- Task objective -
Filter the data for "streambed" and copy matching lines.

=-=-=-=-=

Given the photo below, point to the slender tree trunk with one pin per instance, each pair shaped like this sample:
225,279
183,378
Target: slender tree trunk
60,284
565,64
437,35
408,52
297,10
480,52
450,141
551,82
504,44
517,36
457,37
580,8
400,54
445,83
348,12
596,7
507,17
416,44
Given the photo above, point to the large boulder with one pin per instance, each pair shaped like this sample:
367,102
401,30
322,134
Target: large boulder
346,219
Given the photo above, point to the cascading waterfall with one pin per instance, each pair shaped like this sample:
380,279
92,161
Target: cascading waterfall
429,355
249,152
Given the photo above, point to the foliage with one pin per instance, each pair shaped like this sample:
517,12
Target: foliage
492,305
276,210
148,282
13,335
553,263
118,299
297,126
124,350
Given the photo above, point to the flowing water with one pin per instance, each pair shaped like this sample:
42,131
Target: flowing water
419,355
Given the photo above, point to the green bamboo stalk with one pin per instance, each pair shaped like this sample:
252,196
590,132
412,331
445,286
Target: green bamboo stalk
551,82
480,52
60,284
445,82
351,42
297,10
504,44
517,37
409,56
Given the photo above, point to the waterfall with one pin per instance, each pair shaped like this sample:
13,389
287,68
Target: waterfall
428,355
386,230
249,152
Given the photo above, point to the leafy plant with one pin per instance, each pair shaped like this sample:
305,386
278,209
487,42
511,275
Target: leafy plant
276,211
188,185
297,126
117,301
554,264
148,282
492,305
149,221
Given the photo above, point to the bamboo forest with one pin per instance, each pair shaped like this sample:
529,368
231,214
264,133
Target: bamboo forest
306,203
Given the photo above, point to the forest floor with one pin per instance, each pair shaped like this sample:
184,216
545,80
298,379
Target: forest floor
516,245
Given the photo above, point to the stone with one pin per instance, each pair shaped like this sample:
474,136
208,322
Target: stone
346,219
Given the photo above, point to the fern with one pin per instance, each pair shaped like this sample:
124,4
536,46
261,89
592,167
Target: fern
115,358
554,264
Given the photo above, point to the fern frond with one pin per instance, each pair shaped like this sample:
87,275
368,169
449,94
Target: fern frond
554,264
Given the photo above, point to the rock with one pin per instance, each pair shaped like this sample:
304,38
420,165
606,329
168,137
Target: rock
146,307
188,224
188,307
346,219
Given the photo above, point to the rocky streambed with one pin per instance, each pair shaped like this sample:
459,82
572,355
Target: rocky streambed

=-=-=-=-=

- Your solution -
Given the photo above, point to the rocky streambed with one pin per instance, each pair shaped like this sample:
Target: rocky streambed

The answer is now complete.